Try it >> Look through the entries below for the line with "# test: locate points for every instance of the church" and the line with "Tag every instance of the parked", then give again exactly those two lines and all lines between them, minus the pictures.

Dataset excerpts >>
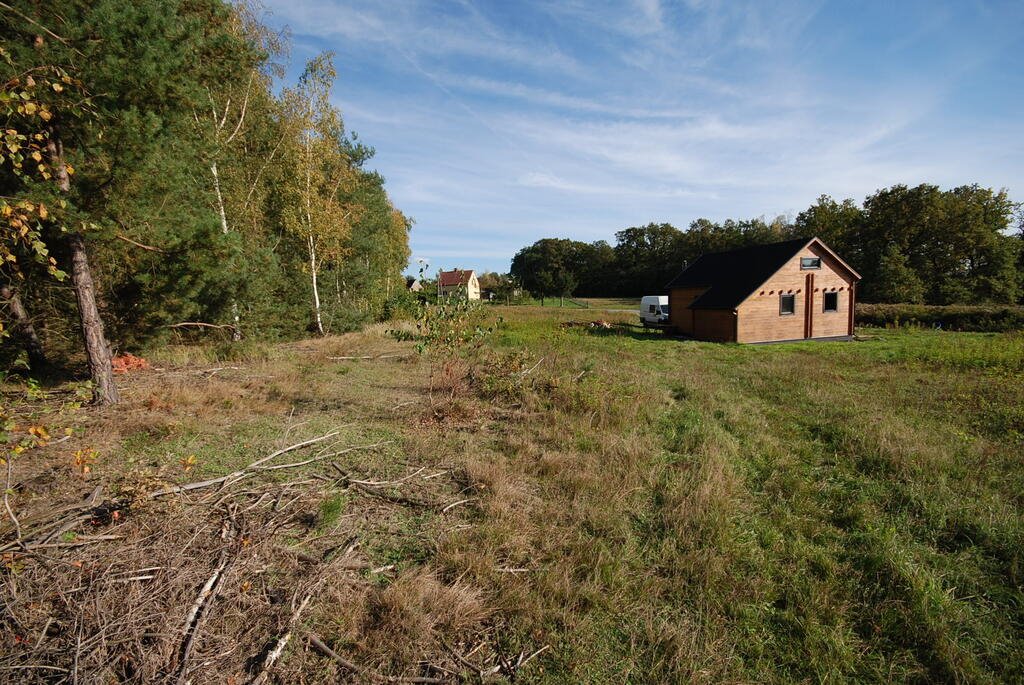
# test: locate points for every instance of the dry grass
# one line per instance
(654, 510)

...

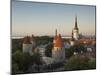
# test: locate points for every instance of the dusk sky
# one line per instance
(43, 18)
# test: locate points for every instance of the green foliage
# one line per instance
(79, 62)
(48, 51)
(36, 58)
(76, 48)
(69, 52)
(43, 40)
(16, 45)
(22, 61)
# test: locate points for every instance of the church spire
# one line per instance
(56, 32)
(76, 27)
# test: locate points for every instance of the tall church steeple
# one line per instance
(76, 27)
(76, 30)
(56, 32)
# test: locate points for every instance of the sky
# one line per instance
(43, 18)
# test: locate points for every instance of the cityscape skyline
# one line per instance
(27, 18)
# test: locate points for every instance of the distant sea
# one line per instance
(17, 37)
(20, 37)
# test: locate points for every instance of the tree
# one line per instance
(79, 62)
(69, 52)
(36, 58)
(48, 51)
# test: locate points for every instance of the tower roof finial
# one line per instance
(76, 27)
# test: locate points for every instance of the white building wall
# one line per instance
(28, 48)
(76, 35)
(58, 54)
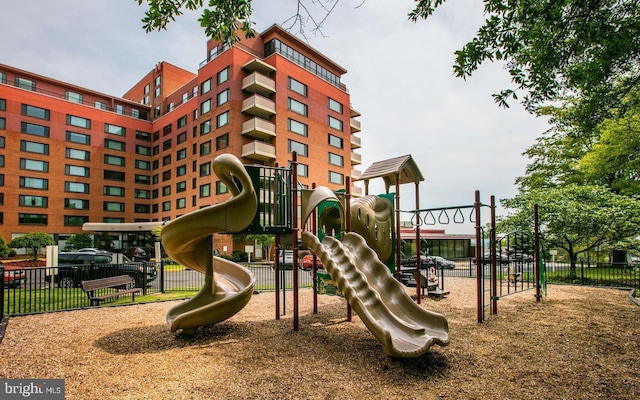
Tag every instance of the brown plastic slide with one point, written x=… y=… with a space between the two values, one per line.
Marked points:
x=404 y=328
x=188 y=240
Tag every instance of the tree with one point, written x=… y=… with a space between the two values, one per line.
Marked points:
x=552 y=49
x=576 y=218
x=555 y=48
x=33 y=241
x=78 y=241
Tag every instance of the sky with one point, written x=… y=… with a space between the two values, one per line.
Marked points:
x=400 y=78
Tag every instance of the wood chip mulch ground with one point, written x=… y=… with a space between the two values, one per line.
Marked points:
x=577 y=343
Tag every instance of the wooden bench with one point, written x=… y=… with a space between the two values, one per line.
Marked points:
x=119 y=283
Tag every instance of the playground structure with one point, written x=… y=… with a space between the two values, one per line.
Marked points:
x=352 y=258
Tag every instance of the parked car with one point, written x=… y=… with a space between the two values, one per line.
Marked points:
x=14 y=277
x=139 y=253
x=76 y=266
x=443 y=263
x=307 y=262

Worked solution >>
# test: locate points for every instance of the church spire
# one line per instance
(56, 32)
(76, 27)
# test: locate points for every instance of the tall church steeple
# one line per instance
(76, 27)
(76, 30)
(56, 32)
# test: locate points for every instance of the sky
# one line per instance
(43, 18)
# test: locate points for every instance of the cityscape skyline
# one line per instance
(27, 18)
# test: locate points for every instance of the distant sea
# one line per instance
(17, 37)
(20, 37)
# test: locate points for every instance of the tree
# one line per instance
(79, 62)
(69, 52)
(36, 58)
(48, 51)
# test: locate points for every instance of the tower roof finial
# one line per instance
(76, 27)
# test: locate points for every instance of the white building wall
# one line per instance
(28, 48)
(76, 35)
(58, 54)
Tag every instance of the brown plastic slide with one point, written x=… y=… with a space between the two values, one per line.
Marked points:
x=404 y=328
x=188 y=240
Tag every instance of the tree with one point, written x=… y=… with a space between the two values, one per line.
Marked points:
x=552 y=49
x=576 y=218
x=555 y=48
x=33 y=241
x=78 y=241
Tag every instance of the sky with one point, written x=… y=… with a space between the two values, one per line.
Marked points:
x=400 y=78
Tag every instance of the wood chip mulch ground with one point, written x=… y=… with a space between the two values, one per line.
Marked points:
x=577 y=343
Tag every instance of the wooden bench with one point, written x=… y=… with a space between the two values, one per line.
Marked points:
x=119 y=283
Tag every instance of the playground structure with one point, written x=… y=… with a space between the two values, one per line.
Marked points:
x=352 y=258
Tag every instance of the parked car with one point, written x=… y=… with a space between the two values, one per line.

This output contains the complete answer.